▶ **YOUR TASK**
Reformat every line of the material below as a numbered list, omitting blank lines.

BEGIN MATERIALS PROVIDED

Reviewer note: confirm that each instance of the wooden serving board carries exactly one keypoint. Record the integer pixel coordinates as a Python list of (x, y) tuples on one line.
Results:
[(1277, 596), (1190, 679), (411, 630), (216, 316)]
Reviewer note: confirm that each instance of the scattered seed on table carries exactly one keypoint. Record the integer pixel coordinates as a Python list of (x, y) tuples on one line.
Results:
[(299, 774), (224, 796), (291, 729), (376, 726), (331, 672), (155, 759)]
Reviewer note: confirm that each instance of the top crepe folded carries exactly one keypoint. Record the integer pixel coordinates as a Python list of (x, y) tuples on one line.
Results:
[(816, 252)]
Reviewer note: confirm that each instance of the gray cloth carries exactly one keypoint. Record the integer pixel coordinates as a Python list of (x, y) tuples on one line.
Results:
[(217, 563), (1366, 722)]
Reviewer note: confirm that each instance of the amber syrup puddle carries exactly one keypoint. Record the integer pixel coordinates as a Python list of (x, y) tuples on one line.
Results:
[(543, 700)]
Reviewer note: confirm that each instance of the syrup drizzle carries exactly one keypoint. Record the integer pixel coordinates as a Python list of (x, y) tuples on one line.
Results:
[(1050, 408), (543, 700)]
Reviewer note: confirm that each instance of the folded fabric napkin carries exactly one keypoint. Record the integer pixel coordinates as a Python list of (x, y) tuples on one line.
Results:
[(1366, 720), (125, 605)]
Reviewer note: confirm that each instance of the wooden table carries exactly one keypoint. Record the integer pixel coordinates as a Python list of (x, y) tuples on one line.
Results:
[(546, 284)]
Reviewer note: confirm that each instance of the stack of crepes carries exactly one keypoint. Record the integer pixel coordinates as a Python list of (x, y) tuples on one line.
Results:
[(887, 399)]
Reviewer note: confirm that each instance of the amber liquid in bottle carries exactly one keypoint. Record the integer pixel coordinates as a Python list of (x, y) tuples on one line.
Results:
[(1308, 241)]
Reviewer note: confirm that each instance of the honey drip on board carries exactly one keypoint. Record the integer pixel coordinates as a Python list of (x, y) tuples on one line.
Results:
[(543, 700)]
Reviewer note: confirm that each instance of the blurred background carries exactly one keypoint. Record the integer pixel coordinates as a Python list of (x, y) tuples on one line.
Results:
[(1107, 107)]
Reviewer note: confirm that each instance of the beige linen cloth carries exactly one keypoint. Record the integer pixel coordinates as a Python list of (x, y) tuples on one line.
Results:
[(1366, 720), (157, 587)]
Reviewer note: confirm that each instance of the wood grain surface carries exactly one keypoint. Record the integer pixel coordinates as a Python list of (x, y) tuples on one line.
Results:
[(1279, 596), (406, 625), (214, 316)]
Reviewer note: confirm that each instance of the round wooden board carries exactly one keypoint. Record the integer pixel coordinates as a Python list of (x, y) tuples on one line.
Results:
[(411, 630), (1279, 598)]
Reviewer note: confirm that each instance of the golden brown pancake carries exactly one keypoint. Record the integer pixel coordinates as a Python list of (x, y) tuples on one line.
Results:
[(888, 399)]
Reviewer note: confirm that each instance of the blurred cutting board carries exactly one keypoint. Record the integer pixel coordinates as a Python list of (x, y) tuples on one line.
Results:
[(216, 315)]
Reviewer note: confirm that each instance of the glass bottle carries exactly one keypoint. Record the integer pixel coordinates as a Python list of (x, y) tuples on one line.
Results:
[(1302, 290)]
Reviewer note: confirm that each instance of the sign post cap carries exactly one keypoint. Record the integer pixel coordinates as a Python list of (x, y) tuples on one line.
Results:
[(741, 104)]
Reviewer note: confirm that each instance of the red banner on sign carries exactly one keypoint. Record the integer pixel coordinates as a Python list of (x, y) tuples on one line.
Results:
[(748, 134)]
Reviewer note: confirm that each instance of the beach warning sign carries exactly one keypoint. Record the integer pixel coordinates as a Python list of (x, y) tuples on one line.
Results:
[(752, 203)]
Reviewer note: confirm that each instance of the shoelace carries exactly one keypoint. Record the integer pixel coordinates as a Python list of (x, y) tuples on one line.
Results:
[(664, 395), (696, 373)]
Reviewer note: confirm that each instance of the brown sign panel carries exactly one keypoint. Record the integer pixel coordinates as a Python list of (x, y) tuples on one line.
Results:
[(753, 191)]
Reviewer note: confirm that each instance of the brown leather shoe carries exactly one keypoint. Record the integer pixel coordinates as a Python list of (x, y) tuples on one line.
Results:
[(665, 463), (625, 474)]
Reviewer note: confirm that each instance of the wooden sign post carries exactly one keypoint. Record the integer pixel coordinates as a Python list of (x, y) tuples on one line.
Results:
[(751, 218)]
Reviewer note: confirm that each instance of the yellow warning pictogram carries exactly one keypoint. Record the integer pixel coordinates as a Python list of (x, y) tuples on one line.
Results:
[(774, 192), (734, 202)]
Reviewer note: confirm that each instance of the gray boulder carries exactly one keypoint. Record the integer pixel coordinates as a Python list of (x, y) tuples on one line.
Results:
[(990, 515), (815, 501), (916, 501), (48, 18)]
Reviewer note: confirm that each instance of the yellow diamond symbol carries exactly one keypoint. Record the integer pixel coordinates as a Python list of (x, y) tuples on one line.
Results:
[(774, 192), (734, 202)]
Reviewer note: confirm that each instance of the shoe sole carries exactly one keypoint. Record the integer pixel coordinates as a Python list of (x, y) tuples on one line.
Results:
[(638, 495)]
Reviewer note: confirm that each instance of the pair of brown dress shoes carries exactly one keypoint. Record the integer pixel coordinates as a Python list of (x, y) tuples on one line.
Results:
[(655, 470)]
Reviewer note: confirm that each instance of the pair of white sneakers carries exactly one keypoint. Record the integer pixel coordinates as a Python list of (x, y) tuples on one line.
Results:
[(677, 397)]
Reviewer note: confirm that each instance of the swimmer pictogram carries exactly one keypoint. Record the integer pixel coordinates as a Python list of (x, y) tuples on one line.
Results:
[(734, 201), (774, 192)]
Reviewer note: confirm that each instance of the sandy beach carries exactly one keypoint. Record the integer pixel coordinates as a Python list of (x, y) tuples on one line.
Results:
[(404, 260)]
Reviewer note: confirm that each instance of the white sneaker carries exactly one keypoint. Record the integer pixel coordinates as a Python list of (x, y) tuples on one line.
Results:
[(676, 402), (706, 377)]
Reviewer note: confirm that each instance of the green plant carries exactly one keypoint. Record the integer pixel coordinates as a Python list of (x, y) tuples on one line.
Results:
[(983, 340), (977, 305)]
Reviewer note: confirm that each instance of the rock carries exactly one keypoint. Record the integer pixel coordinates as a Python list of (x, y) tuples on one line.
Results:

END MATERIALS PROVIDED

▶ **WORKED SOLUTION**
1. Reviewer note: confirm that each instance of the wooden serving board carries exactly one keypoint. Record the integer pixel coordinates as a Python list of (x, y) tuples on one line.
2. Results:
3. [(1277, 596), (1190, 679), (411, 630), (216, 316)]
4. Reviewer note: confirm that each instance of the scattered seed on table carries exactly one keypoint. Record the integer pixel coordinates as a Python list of (x, y) tuples on one line.
5. Results:
6. [(299, 774), (224, 796), (291, 729), (376, 726), (331, 672), (155, 759)]
7. Reviewer note: confirm that each instance of the top crepe folded carries exactly one keypoint. Record the integer pixel coordinates as a Python list of (x, y) tuples on one line.
8. Results:
9. [(816, 252)]
10. Reviewer note: confirm that each instance of the gray cloth carries exactly one keypoint. Record the integer pixel coordinates as a Python list of (x, y) tuples on one line.
11. Results:
12. [(217, 563), (1366, 722)]
13. Reviewer note: confirm that each instance of the amber syrup puddle carries exactly one keypoint. Record the integer pixel coordinates as a Python list of (x, y) tuples on one line.
14. Results:
15. [(543, 700)]
16. Reviewer note: confirm that each instance of the syrup drizzle carries exactly one keypoint. Record the integer pixel coordinates as a Python list of (x, y) tuples on one line.
17. Results:
18. [(1050, 408), (543, 700)]
19. Reviewer note: confirm that each instance of the folded fabric napkin carries exactly one keypoint. Record the integer pixel coordinates as a Python list of (x, y) tuples on one line.
20. Results:
21. [(1366, 720), (125, 605)]
22. Reviewer note: confirm that each instance of the wooden table carries exactly one keypoint. Record the integer pixel coordinates as a Python list of (x, y) tuples on one line.
23. Results:
24. [(546, 284)]
25. Reviewer note: confirm that each instance of the stack of crepes carries exactly one keypoint. Record the integer pixel coordinates as a Python list of (x, y) tuples on one line.
26. Results:
27. [(887, 399)]
28. Reviewer note: confirm that each instance of the amber liquid in bottle carries exactly one keypoint. Record the integer pixel coordinates as a Python list of (x, y) tuples on one line.
29. Results:
30. [(1308, 241)]
31. Reviewer note: confirm that each instance of the honey drip on board carries exactly one keypoint. Record the integer pixel coordinates as a Python list of (x, y) tuples on one line.
32. Results:
33. [(543, 700)]
34. Reviewer note: confirm that each instance of the blurred background carries exactly one keypoint. Record the integer pixel coordinates as a Python list of (x, y) tuples on one line.
35. Results:
36. [(1107, 107)]
37. Reviewer note: confirm that each instance of the beige linen cloth carries exactly one keypoint. Record the integer pixel coordinates as a Python list of (x, y) tuples on one line.
38. Results:
39. [(1366, 720), (157, 587)]
40. Reviewer note: confirm that each instance of the wood grain surface carries exactly one keypoint. Record the integer pixel coordinates as a Python list of (x, y) tuples on one line.
41. Results:
42. [(1279, 596), (406, 625), (214, 316)]
43. Reviewer note: confirm that each instance of the round wooden board carries exactly one keypoint. Record the integer pixel coordinates as a Python list of (x, y) tuples on one line.
44. Results:
45. [(411, 630), (1279, 598)]
46. Reviewer note: confirm that each instance of the golden brown pancake carries exactly one keypoint. Record the integer pixel coordinates as a Python list of (x, y) tuples on one line.
47. Results:
48. [(888, 399)]
49. Reviewer note: confirm that each instance of the blurred cutting board carries exactly one keypoint. Record the integer pixel coordinates as a Python list of (x, y) tuples on one line.
50. Results:
51. [(216, 315)]
52. Reviewer note: confirm that each instance of the glass bottle carries exactly one keypoint. Record the integer pixel coordinates as a Python list of (x, y) tuples on one line.
53. Results:
54. [(1302, 290)]
55. Reviewer note: confirm that each instance of the sign post cap carries exactly one keypoint. Record the integer pixel coordinates as a Python list of (x, y) tuples on one line.
56. Results:
57. [(741, 104)]
58. Reviewer note: confirm that each instance of the red banner on sign carries exactly one keypoint. Record the integer pixel coordinates as a Python list of (x, y) tuples on one line.
59. Results:
60. [(748, 134)]
61. Reviewer note: confirm that each instance of the beach warning sign carries exactly one keypoint. Record the integer pixel coordinates as a Python list of (x, y) tuples on one line.
62. Results:
63. [(752, 203)]
64. Reviewer note: confirm that each instance of the shoelace carries exactly one keypoint. Record the integer pixel coordinates as a Python list of (x, y) tuples on one line.
65. Results:
66. [(664, 395), (696, 373)]
67. Reviewer note: confirm that each instance of the brown sign panel carries exactly one keypoint. Record the integer pixel coordinates as a Python list of (x, y) tuples on one line.
68. Results:
69. [(753, 191)]
70. Reviewer note: confirm that each instance of the brown leather shoe carries exactly one keypoint. Record the integer pixel coordinates as a Python list of (x, y) tuples on one line.
71. Results:
72. [(665, 463), (625, 474)]
73. Reviewer note: confirm that each instance of the wooden sign post carries exactly one keypoint. Record the integer pixel coordinates as a Python list of (x, y) tuples on one line.
74. Results:
75. [(751, 218)]
76. Reviewer note: confirm that each instance of the yellow warning pictogram carries exactly one keypoint. Record the integer pixel coordinates as a Python list of (x, y) tuples on one line.
77. Results:
78. [(774, 192), (734, 202)]
79. Reviewer note: confirm that each instance of the gray boulder carries exactly one keypoint. Record the integer pixel coordinates as a Python list of (x, y) tuples on one line.
80. Results:
81. [(990, 515), (815, 501), (916, 501), (48, 18)]
82. Reviewer note: confirm that each instance of the yellow diamond symbol carries exactly one keypoint. Record the integer pixel coordinates as a Python list of (x, y) tuples on one line.
83. Results:
84. [(774, 192), (734, 202)]
85. Reviewer note: confirm that each instance of the shoe sole carries exactly one keypoint. Record the integer pixel coordinates as a Python list of (x, y) tuples on one line.
86. Results:
87. [(638, 495)]
88. Reviewer note: confirm that each instance of the pair of brown dress shoes carries exactly one keypoint. Record the integer pixel coordinates as a Python list of (x, y) tuples on one line.
89. Results:
90. [(655, 470)]
91. Reviewer note: confirm that each instance of the pair of white sneakers carries exactly one keypoint. Record the integer pixel coordinates as a Python list of (x, y) tuples on one line.
92. Results:
93. [(677, 397)]
94. Reviewer note: confirm that each instance of the swimmer pictogram carries exactly one keypoint. Record the integer pixel coordinates as a Python list of (x, y) tuples on one line.
95. Results:
96. [(734, 201), (774, 192)]
97. Reviewer note: confirm that each instance of the sandy beach carries exactly one keypoint. Record the integer pixel coordinates as a Python list of (x, y) tuples on one line.
98. Results:
99. [(404, 260)]
100. Reviewer note: confirm that each instance of the white sneaker carries exactly one keypoint. Record the integer pixel coordinates as a Python list of (x, y) tuples on one line.
101. Results:
102. [(676, 402), (706, 377)]
103. Reviewer note: confirm that each instance of the green plant carries exactly one keypoint. Record the integer pixel coordinates as a Python list of (x, y) tuples on one line.
104. Results:
105. [(983, 340), (977, 305)]
106. Reviewer note: confirm that each instance of the rock carries exactly one keypoint. Record the integer pixel coordinates as a Python list of (x, y) tuples on one line.
107. Results:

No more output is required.